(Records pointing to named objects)
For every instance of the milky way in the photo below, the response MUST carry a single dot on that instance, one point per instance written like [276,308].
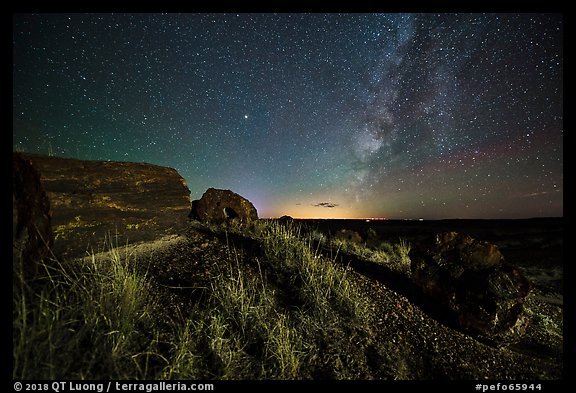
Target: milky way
[311,115]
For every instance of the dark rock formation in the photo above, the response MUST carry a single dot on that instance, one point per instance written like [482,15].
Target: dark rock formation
[349,235]
[218,206]
[125,201]
[471,279]
[32,235]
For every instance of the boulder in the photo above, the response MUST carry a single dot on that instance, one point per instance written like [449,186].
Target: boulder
[220,206]
[470,278]
[123,202]
[32,235]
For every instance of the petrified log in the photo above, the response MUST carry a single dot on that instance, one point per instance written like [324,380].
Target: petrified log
[120,201]
[219,206]
[471,278]
[31,231]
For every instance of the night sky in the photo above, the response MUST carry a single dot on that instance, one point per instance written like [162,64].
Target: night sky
[312,115]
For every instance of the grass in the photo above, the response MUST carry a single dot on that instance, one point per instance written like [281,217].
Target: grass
[286,313]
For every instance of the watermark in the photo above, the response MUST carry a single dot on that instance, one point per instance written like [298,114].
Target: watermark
[110,386]
[485,387]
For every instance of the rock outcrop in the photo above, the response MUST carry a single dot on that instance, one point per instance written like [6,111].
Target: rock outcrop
[124,201]
[32,235]
[471,279]
[220,206]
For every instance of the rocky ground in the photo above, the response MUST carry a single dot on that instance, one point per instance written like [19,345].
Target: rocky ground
[421,345]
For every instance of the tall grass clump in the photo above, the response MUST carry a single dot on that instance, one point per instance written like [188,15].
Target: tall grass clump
[89,319]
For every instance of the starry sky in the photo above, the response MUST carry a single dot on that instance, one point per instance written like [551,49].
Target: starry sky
[329,115]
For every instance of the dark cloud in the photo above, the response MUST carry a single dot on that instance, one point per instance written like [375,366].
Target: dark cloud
[325,204]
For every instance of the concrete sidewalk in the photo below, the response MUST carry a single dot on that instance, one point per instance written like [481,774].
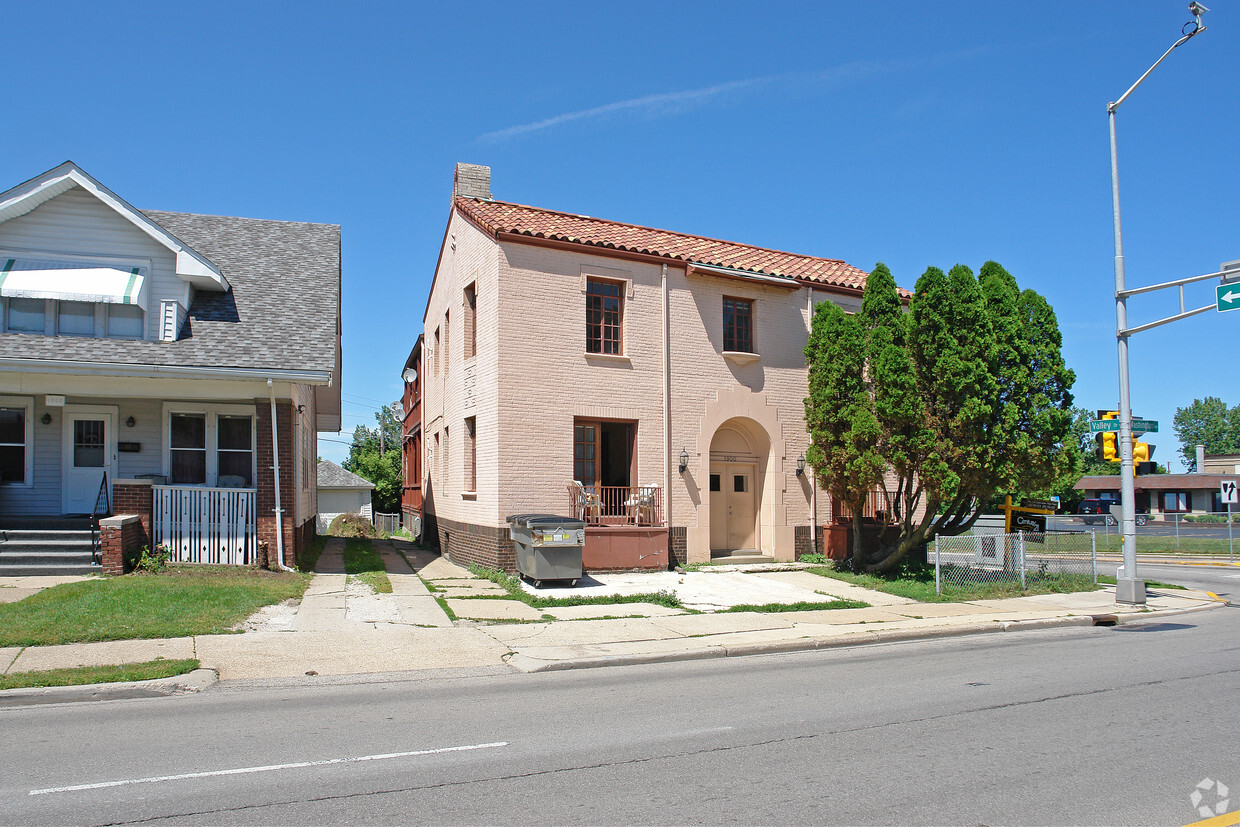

== Instructions for the task ==
Update the records above by replacing each occurrence of "petrified log" with "fossilized log" and leaving all else unchanged. Leave the pictures out of your answer.

== Written response ==
For every instance of the milky way in the photo below, the response MUST carry a single dot on that instance, one point per instance written like [276,308].
Target: milky way
[311,115]
For every instance of the dark rock formation in the photo above, the response MUST carry a single dot on that instance, one point per instance written like [482,15].
Target: dark rock formation
[349,235]
[218,206]
[125,201]
[471,279]
[32,235]
For every instance of the boulder in the photo above, the response MUST carry a single dot on that instance, one point per instance written like [449,186].
Target: boulder
[220,206]
[470,278]
[123,202]
[32,235]
For every instance of the fossilized log in the photo above, the response MUST carry a single dot on that instance, one point per instance written like [324,380].
Target: fossilized log
[120,201]
[219,206]
[471,278]
[31,231]
For every instance of the night sky in the photo above, the response MUST carry a single dot on that instance, one point per instance written like [162,64].
Target: night sky
[312,115]
For every instance of the grass in the photo above, the response MUST carry a single dot on that instance, one point per instance written like [281,217].
Target: grass
[286,313]
For every instance of the watermark in the photo above, the response MUST carry a single dot on that instance, one point per instance written like [298,114].
Target: watermark
[110,386]
[485,387]
For every instance of the rock outcrop in the photo above, the response MUST carry a single dot on that instance, one point per instance written like [6,111].
Target: rock outcrop
[124,201]
[32,235]
[471,279]
[220,206]
For every instance of the rocky ground in the photo above, the response MUST carry a single dot on that instance, one point per instance written like [19,345].
Target: rocky ground
[421,345]
For every instance of the tall grass clump in the photo above, the response MUST carry a single dot on that instance, one point per instance written like [188,15].
Target: tall grass clump
[89,319]
For every instance of the starry sky in the photo above, the response MUST carry a single dot on that instance, one point per instance written like [551,49].
Target: starry sky
[329,115]
For every instance of the dark cloud in the photo above, the response MUST carry a single dot on that instance, one point per instance written like [375,366].
Target: dark cloud
[325,204]
For every instance of the concrete sidewalk in the photo below, the response MUST carry a single dot on that instance, one point per instance written like [481,774].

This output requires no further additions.